REQUIREMENTS: In the listing lines between the one holding "subject: winglet" and the one holding "Give the mask of every instance of the winglet", inclusive, switch "winglet" to "wingtip fence". Write out only those lines, with nothing else changed.

===== DATASET CONTENT =====

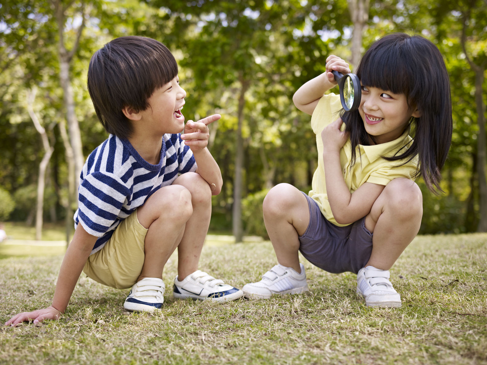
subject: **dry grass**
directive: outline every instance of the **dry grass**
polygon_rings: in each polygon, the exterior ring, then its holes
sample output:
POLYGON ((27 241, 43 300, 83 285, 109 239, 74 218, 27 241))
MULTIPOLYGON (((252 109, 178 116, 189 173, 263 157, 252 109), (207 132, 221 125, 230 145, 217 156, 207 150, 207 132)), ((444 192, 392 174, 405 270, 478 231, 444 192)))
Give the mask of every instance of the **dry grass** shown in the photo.
MULTIPOLYGON (((60 256, 0 260, 0 321, 50 303, 60 256)), ((0 364, 487 364, 487 235, 417 237, 391 271, 403 306, 371 309, 355 275, 303 259, 309 293, 217 305, 176 301, 129 313, 127 291, 80 279, 57 322, 2 328, 0 364)), ((213 245, 201 268, 238 287, 275 263, 269 242, 213 245)))

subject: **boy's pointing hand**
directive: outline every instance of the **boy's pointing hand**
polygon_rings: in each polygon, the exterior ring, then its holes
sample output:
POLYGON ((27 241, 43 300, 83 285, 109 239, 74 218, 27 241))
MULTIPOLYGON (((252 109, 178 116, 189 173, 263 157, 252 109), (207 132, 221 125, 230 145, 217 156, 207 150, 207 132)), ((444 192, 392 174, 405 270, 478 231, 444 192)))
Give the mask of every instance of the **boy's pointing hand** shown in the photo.
POLYGON ((181 135, 181 139, 193 153, 204 149, 208 145, 210 136, 208 125, 220 118, 219 114, 214 114, 198 122, 188 120, 185 126, 184 134, 181 135))

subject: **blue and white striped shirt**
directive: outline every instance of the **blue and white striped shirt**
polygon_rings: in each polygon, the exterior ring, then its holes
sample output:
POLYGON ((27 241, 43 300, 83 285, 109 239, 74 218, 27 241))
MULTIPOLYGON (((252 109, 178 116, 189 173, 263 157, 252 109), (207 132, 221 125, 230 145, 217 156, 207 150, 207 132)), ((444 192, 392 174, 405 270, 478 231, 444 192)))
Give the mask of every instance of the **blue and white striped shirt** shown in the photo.
POLYGON ((194 171, 193 153, 181 135, 164 134, 160 161, 143 159, 127 140, 111 134, 88 156, 79 184, 75 227, 81 222, 90 235, 99 237, 91 255, 101 249, 122 220, 178 174, 194 171))

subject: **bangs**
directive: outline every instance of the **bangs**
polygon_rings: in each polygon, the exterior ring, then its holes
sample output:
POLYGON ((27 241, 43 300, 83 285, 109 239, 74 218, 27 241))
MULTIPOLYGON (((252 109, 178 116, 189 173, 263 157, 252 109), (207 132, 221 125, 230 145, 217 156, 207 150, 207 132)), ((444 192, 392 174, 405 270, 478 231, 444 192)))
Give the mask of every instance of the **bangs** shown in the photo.
POLYGON ((409 100, 412 81, 416 78, 403 39, 379 39, 364 54, 357 69, 363 86, 394 94, 405 94, 409 100))

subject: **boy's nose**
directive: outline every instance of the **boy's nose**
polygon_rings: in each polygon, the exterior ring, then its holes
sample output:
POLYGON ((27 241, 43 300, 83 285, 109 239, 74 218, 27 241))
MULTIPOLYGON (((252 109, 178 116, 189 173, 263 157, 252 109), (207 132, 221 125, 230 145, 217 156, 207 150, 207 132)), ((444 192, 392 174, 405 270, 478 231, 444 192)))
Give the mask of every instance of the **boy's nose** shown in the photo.
POLYGON ((181 86, 179 87, 179 91, 178 92, 178 96, 180 99, 184 99, 186 97, 186 91, 181 86))

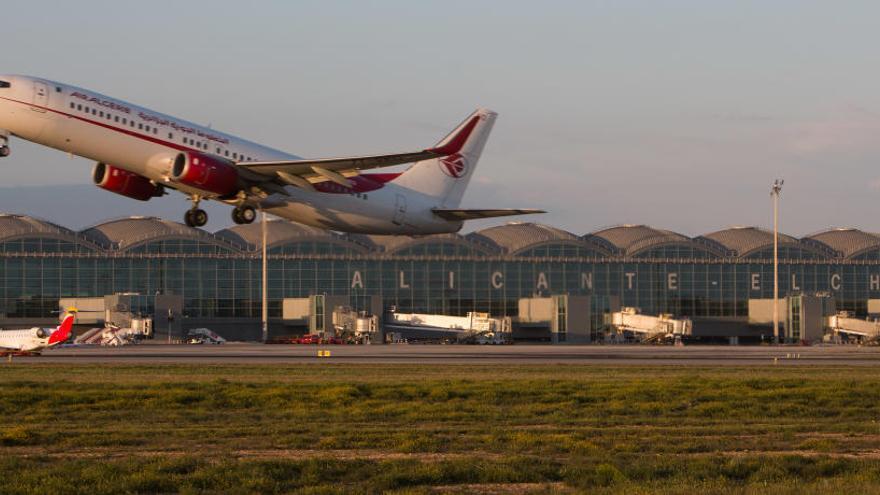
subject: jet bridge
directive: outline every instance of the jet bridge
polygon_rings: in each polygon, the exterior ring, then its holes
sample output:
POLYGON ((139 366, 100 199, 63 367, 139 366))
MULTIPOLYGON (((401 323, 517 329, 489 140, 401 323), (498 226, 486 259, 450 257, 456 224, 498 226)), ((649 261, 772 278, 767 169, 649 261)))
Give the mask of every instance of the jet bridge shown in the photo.
POLYGON ((828 328, 836 337, 856 340, 877 339, 880 337, 880 320, 855 318, 848 311, 841 311, 828 317, 828 328))
POLYGON ((693 334, 693 322, 688 318, 673 318, 671 314, 643 315, 638 308, 622 308, 611 313, 611 326, 618 333, 630 332, 640 340, 676 337, 693 334))

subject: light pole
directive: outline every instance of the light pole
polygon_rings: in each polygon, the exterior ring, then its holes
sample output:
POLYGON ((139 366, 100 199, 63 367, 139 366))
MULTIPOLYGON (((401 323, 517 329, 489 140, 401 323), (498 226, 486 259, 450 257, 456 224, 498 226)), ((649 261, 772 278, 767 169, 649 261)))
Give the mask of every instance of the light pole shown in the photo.
POLYGON ((266 212, 264 210, 260 210, 262 213, 262 218, 260 219, 260 228, 262 229, 262 258, 263 258, 263 293, 262 293, 262 301, 263 301, 263 343, 265 344, 269 340, 269 259, 266 256, 266 212))
POLYGON ((776 179, 770 188, 773 197, 773 343, 779 344, 779 193, 785 181, 776 179))

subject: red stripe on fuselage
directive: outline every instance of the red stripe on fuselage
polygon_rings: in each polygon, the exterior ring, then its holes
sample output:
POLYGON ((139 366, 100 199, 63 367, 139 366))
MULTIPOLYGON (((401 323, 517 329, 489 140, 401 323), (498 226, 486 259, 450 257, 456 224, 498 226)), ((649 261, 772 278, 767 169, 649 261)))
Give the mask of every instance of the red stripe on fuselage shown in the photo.
MULTIPOLYGON (((105 129, 110 129, 111 131, 117 131, 117 132, 120 132, 122 134, 131 136, 131 137, 143 139, 144 141, 149 141, 154 144, 160 144, 162 146, 167 146, 169 148, 173 148, 178 151, 193 151, 196 153, 204 153, 204 150, 201 150, 201 149, 188 148, 186 146, 183 146, 183 145, 180 145, 177 143, 172 143, 170 141, 165 141, 163 139, 155 138, 153 136, 148 136, 145 134, 140 134, 137 132, 129 131, 128 129, 114 127, 112 125, 107 125, 104 122, 98 122, 96 120, 86 119, 86 118, 80 117, 78 115, 73 115, 73 114, 70 114, 67 112, 61 112, 59 110, 55 110, 54 108, 43 107, 40 105, 34 105, 33 103, 27 103, 27 102, 15 100, 12 98, 6 98, 6 97, 2 97, 2 96, 0 96, 0 99, 6 100, 6 101, 11 101, 14 103, 19 103, 21 105, 26 105, 29 107, 36 107, 36 108, 40 108, 43 110, 48 110, 52 113, 57 113, 58 115, 63 115, 65 117, 80 120, 80 121, 86 122, 88 124, 93 124, 93 125, 96 125, 99 127, 103 127, 105 129)), ((133 120, 133 119, 131 119, 131 120, 133 120)), ((351 194, 351 193, 357 193, 357 192, 369 192, 369 191, 375 191, 376 189, 381 189, 382 187, 385 186, 385 183, 391 182, 392 180, 396 179, 399 176, 400 176, 399 173, 398 174, 358 175, 358 176, 351 178, 351 181, 352 181, 354 187, 350 187, 350 188, 345 187, 345 186, 340 186, 339 184, 336 184, 335 182, 331 182, 331 181, 318 182, 317 184, 314 184, 314 186, 315 186, 315 190, 317 190, 318 192, 328 193, 328 194, 351 194)))
MULTIPOLYGON (((143 139, 144 141, 149 141, 149 142, 154 143, 154 144, 161 144, 162 146, 167 146, 167 147, 169 147, 169 148, 174 148, 174 149, 176 149, 176 150, 178 150, 178 151, 195 151, 195 152, 197 152, 197 153, 204 153, 204 150, 195 149, 195 148, 188 148, 188 147, 186 147, 186 146, 183 146, 183 145, 180 145, 180 144, 177 144, 177 143, 172 143, 172 142, 170 142, 170 141, 165 141, 165 140, 163 140, 163 139, 155 138, 155 137, 153 137, 153 136, 148 136, 148 135, 146 135, 146 134, 140 134, 140 133, 137 133, 137 132, 134 132, 134 131, 130 131, 130 130, 128 130, 128 129, 123 129, 123 128, 119 128, 119 127, 114 127, 114 126, 112 126, 112 125, 105 124, 104 122, 98 122, 98 121, 96 121, 96 120, 86 119, 86 118, 80 117, 79 115, 74 115, 74 114, 70 114, 70 113, 67 113, 67 112, 61 112, 61 111, 59 111, 59 110, 55 110, 54 108, 43 107, 43 106, 40 106, 40 105, 34 105, 33 103, 27 103, 27 102, 24 102, 24 101, 14 100, 14 99, 12 99, 12 98, 5 98, 5 97, 2 97, 2 96, 0 96, 0 99, 6 100, 6 101, 11 101, 11 102, 14 102, 14 103, 20 103, 20 104, 22 104, 22 105, 27 105, 27 106, 29 106, 29 107, 40 108, 40 109, 42 109, 42 110, 48 110, 48 111, 50 111, 50 112, 52 112, 52 113, 57 113, 58 115, 63 115, 63 116, 65 116, 65 117, 70 117, 70 118, 72 118, 72 119, 81 120, 81 121, 83 121, 83 122, 86 122, 86 123, 89 123, 89 124, 93 124, 93 125, 96 125, 96 126, 99 126, 99 127, 103 127, 103 128, 105 128, 105 129, 110 129, 111 131, 121 132, 122 134, 126 134, 126 135, 128 135, 128 136, 132 136, 132 137, 140 138, 140 139, 143 139)), ((129 119, 129 120, 132 120, 132 121, 133 121, 134 119, 129 119)))

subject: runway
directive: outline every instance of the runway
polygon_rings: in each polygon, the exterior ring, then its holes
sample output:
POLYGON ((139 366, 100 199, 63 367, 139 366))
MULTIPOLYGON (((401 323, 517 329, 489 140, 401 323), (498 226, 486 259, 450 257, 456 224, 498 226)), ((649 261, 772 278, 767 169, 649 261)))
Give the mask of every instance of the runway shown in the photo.
POLYGON ((407 363, 595 365, 842 365, 880 366, 880 347, 857 346, 642 346, 642 345, 223 345, 139 344, 65 347, 27 363, 407 363), (330 351, 319 357, 319 351, 330 351))

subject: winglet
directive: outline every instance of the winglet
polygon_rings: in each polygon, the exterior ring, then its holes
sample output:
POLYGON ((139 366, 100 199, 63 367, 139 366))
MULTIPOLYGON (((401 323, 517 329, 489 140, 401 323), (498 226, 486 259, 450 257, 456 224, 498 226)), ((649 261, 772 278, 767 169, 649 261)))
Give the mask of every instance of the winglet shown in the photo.
POLYGON ((458 153, 459 151, 461 151, 461 148, 471 136, 471 133, 477 126, 477 123, 480 120, 486 118, 485 114, 487 112, 488 110, 477 110, 471 115, 469 119, 462 122, 462 124, 459 125, 458 128, 449 133, 448 136, 440 141, 437 146, 429 148, 425 151, 430 151, 431 153, 436 153, 441 156, 458 153))
POLYGON ((64 317, 64 321, 49 336, 49 345, 60 344, 70 338, 70 333, 73 330, 73 320, 76 318, 76 311, 76 308, 67 309, 67 316, 64 317))

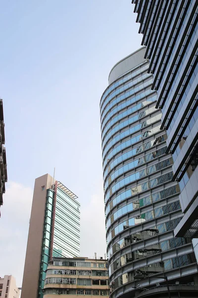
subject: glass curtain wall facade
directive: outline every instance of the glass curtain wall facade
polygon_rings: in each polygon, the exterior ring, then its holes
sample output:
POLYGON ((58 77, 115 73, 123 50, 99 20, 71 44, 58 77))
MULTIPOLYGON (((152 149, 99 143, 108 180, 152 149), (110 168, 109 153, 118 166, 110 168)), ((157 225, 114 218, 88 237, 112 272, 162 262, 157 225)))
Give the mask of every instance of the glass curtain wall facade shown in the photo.
POLYGON ((157 90, 184 216, 176 236, 198 237, 198 1, 133 0, 157 90))
MULTIPOLYGON (((100 103, 106 243, 111 297, 130 293, 134 276, 193 281, 197 263, 190 239, 174 237, 182 217, 172 181, 157 94, 143 47, 111 70, 100 103), (182 268, 182 270, 181 268, 182 268)), ((160 281, 161 282, 161 280, 160 281)))
POLYGON ((47 191, 38 298, 43 289, 48 262, 52 257, 71 257, 80 254, 80 204, 77 197, 56 181, 47 191))

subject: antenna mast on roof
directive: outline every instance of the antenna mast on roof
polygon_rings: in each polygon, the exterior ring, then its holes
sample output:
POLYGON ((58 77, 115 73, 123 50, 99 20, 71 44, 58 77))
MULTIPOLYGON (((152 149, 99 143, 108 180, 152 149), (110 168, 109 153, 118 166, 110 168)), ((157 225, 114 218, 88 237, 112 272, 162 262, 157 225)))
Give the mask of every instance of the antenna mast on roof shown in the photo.
POLYGON ((55 167, 53 169, 53 185, 54 184, 54 176, 55 176, 55 167))

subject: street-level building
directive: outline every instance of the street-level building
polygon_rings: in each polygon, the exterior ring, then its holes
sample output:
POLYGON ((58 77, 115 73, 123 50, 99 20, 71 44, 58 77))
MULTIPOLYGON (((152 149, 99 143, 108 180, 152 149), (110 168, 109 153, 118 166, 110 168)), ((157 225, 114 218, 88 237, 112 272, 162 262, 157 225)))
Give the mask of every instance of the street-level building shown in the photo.
POLYGON ((183 217, 180 188, 146 50, 114 66, 100 103, 111 298, 131 298, 138 284, 164 285, 165 277, 169 284, 197 282, 191 239, 174 235, 183 217))
POLYGON ((42 298, 48 262, 80 253, 77 197, 48 174, 35 180, 21 298, 42 298))
POLYGON ((172 181, 179 181, 181 191, 184 216, 175 235, 198 238, 198 1, 132 3, 147 47, 148 72, 153 75, 151 89, 157 92, 156 107, 162 112, 160 129, 167 133, 166 152, 173 154, 172 181))
POLYGON ((19 298, 20 289, 16 286, 15 279, 12 275, 0 277, 0 297, 1 298, 19 298))
POLYGON ((44 298, 108 297, 107 261, 88 258, 53 258, 47 270, 44 298))

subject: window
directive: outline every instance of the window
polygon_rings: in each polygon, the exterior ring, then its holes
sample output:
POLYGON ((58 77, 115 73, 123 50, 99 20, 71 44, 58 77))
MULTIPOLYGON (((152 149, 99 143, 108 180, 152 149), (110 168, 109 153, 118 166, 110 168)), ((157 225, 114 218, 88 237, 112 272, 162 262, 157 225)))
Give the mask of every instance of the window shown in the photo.
POLYGON ((92 285, 99 285, 99 280, 93 280, 92 285))
POLYGON ((91 280, 89 279, 78 279, 78 285, 79 286, 91 286, 91 280))
POLYGON ((100 286, 106 286, 106 280, 100 280, 100 286))
POLYGON ((84 290, 77 290, 77 295, 84 295, 84 290))
POLYGON ((104 264, 103 263, 99 263, 99 268, 104 268, 104 264))
POLYGON ((103 290, 102 291, 100 290, 100 296, 107 296, 108 293, 106 290, 103 290))

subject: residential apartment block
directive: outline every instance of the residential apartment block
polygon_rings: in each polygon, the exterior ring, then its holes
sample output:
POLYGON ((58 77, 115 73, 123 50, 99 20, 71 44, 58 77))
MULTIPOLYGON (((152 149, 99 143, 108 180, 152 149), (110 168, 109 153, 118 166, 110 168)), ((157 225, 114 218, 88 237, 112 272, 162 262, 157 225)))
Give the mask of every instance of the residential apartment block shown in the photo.
POLYGON ((44 298, 108 297, 107 261, 88 258, 53 258, 49 263, 44 298))
POLYGON ((19 298, 20 289, 16 285, 16 280, 12 275, 0 277, 0 297, 1 298, 19 298))

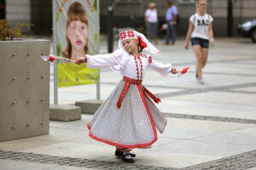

=====

WRITTEN REPLY:
subject: wingtip fence
directive: outline every instance of the wingtip fence
polygon_rings: in each polygon, the exterior ring, then its holes
sample output:
POLYGON ((139 366, 100 199, 63 367, 139 366))
MULTIPOLYGON (((401 323, 517 329, 489 140, 401 323), (498 226, 486 259, 450 257, 456 224, 498 226)), ((649 261, 772 278, 767 169, 649 261)))
Give the mask of every instance of the wingtip fence shown in the photo.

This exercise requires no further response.